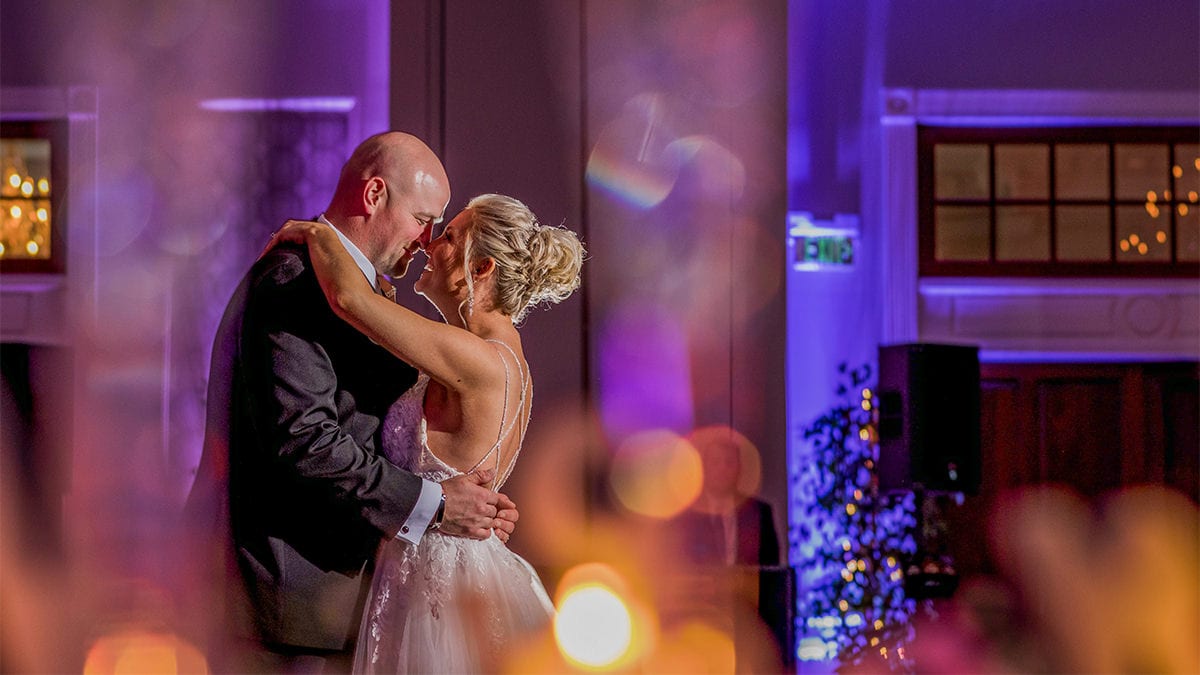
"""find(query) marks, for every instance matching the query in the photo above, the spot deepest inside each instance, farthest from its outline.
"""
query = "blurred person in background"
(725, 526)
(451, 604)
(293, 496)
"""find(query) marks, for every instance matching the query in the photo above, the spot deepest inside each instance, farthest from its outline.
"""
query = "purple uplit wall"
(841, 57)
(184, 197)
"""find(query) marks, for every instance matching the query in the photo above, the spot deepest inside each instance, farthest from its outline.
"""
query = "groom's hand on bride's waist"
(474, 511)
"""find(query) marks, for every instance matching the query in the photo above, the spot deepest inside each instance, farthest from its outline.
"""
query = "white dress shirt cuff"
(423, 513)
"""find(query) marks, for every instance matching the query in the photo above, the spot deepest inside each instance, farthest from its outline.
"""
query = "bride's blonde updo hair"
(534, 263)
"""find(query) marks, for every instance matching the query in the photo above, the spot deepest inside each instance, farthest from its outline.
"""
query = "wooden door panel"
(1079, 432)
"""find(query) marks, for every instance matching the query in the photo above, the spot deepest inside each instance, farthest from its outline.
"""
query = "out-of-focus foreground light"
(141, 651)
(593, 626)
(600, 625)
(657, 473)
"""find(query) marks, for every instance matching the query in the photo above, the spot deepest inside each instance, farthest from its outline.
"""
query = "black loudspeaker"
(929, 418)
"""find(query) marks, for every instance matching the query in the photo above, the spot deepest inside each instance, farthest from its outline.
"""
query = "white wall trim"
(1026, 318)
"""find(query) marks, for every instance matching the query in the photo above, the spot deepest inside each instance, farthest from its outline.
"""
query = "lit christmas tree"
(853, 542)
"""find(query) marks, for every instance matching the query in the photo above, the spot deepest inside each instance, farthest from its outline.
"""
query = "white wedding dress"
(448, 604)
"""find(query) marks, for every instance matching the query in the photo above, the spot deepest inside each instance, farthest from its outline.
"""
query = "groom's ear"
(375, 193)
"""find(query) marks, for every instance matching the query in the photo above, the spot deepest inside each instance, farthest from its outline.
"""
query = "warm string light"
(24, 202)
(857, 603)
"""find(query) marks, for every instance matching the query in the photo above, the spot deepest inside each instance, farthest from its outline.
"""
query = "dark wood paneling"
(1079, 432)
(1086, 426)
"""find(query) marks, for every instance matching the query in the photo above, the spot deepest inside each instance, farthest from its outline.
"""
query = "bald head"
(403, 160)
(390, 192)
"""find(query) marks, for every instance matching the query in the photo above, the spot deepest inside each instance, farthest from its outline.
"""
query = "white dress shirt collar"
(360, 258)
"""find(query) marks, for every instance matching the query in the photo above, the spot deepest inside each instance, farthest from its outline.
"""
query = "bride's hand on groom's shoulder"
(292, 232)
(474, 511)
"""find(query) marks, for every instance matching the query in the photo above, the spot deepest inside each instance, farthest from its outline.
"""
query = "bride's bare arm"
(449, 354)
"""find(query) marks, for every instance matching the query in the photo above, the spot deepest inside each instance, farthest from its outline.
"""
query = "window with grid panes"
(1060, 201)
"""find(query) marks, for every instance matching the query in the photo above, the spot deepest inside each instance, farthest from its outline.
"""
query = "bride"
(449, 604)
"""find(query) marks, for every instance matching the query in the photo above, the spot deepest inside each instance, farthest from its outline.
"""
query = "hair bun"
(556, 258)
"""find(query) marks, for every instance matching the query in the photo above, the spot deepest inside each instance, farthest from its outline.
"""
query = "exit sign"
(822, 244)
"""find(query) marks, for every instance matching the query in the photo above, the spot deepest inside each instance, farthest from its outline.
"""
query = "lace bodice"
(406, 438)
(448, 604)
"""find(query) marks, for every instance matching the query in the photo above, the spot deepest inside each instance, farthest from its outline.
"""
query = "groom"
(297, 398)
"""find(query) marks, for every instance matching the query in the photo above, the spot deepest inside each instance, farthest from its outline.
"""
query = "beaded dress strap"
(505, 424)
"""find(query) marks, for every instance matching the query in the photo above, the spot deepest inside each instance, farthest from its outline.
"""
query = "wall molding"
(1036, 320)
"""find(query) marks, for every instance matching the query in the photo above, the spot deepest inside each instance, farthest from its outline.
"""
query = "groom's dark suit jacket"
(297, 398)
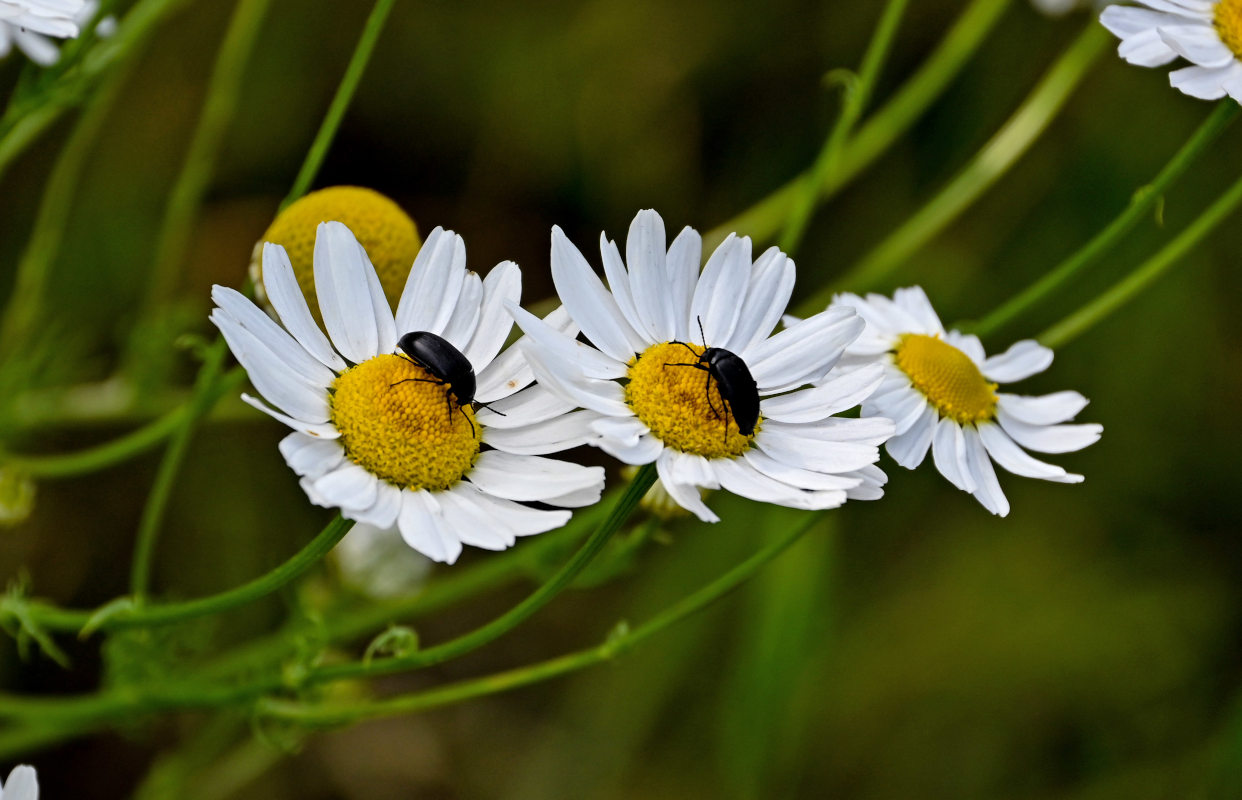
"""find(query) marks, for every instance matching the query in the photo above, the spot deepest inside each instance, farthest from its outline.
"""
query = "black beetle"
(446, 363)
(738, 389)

=-=-=

Pictures are to be left out; the listing above is otherwise to be copied exactly.

"""find(query) marks, for every instance matching the query in the photo above, the spot deepest inside each instance, farthest from its outline.
"""
query = "blurred person in background"
(725, 526)
(451, 604)
(293, 496)
"""find(query) marks, for every instance matching the query in the photo above, the spot deepest inside each instance, farthest from its outline.
"""
query = "purple uplit wall"
(841, 57)
(184, 197)
"""find(query) marks, for every instance matching the query in the photo above, the spot deepest inside each instance, farthest from its outline.
"""
query = "groom's hand on bride's waist"
(474, 511)
"""find(query) marks, for every instance matching the query in the photo above, the spot deepest inside each instance, farthest from its outline.
"""
query = "white dress shirt cuff"
(423, 513)
"""find(query) marks, for every instance matching the query in the photo above, the spot deepest inside each instance, farthest from its outline.
"""
query = "bride's blonde updo hair"
(534, 263)
"""find(query) marks, for every instance matching the query in the photo above, the spot deepest inside each instance, farthest from its outline.
"""
query = "wooden door panel"
(1079, 432)
"""find(query) marks, for every instance matching the query in the photo above, the spot deepest inside each instance, farthest from its outline.
"""
query = "out-of-focus foreground light"
(141, 651)
(593, 626)
(600, 625)
(657, 473)
"""find(query) marks, for every instance matching the query in the photo above, the spot deepest inside each instance, farthest from its outline.
"""
query = "black loudspeaker"
(929, 418)
"""find(query) marks, for every instance matching the query in the photo above, the spot deepest inside each instance, farthest from its outline.
"""
query = "white wall trim"
(1026, 318)
"""find(query) marks, for every instance matching the query in the photo above, the spot deepest inside each instance, farthest from its outline.
"""
query = "lit christmas tree"
(853, 542)
"""find(query) marks, for every instance matching the query in the photo above, the spot deepest inside each instance, farthest from its outline.
"""
query = "white wedding dress"
(448, 604)
"""find(query) marks, for every instance matching the query in the photo above, the spot deepest inside each instance, farthest from its outline.
"""
query = "groom's ear"
(375, 193)
"""find(query) marks, for every instance matching the query in the photo above, the spot deepest inside each instance, farthest from its outline.
"""
query = "warm string light"
(24, 202)
(857, 603)
"""find(query) marks, for every instance matching the query in the photo above, the spot deepest inside each instance, farthest from its outline.
"""
query = "dark wood paneling"
(1079, 432)
(1086, 426)
"""find(query) marks, for every instance matching the query in the photo above, the spot deepest inside each instance, farthest from its outline.
"""
query = "bald head"
(403, 160)
(390, 192)
"""find(query) marks, for every instance matching the query in the photo above, the spot deepest inside each instance, farthest from its outline.
"""
query = "white dress shirt collar"
(360, 258)
"""find(query) marks, for every instance matching the query in the photo above, the spot deepest inside each instance, farthest from its outline.
"""
query = "bride's hand on groom's shoulder"
(292, 232)
(474, 511)
"""find(query) marks, for every instance matching the query in the photo above, the spot deepest inside each instance, farthest from its outline.
"""
query = "bride's bare arm"
(449, 354)
"""find(query) marks, for every instance matching the query in the photo above, the spot deepest inside each instance, farthest from its outline.
"""
query = "window with grid panes"
(1060, 201)
"""find(query) marks, for every instance matching the query in the photo above, the spot deepest inside each instance, farthest from its outline.
"""
query = "bride"
(449, 604)
"""find(query) marks, for every instance matching the query in the photo above, the spot deepest inside each instance, farthest from its outline.
"""
query = "hair bun"
(556, 258)
"""find(query) marks, for every instance matching the query in the photo above, the spot deepest inside each instance, farthest from its outline.
"""
query = "exit sign"
(822, 244)
"""find(query) marks, for every instance matching the query in the photo above, the spot deepest inside each instance, farthest from its outline.
"""
query = "lace bodice"
(406, 438)
(448, 604)
"""find(query) marks, for every instance matching the query in the photo above, the spot deepest inside each instance, farthest from its outline.
"""
query = "groom"
(297, 398)
"""find(query) marks, for every instance matching the query in the photo above, the spot deepest inside each instance, farthest from its outline.
"""
query = "beaded dress strap"
(505, 424)
"""find(query) marks, for every instance matching the query in the photo above, the spot deepest inside each instance, farthest from its outline.
"""
query = "wall molding"
(1036, 320)
"""find(query) marks, for every instance matching the query in the photo above, the spot deepest inside each instance, farthest from its outline.
"""
query = "groom's dark suit jacket"
(297, 398)
"""find(query) marks, for every instance matching the query in the photo above, the spot deepest inside each instance, farthest from its outline.
"""
query = "black beetle"
(446, 363)
(738, 389)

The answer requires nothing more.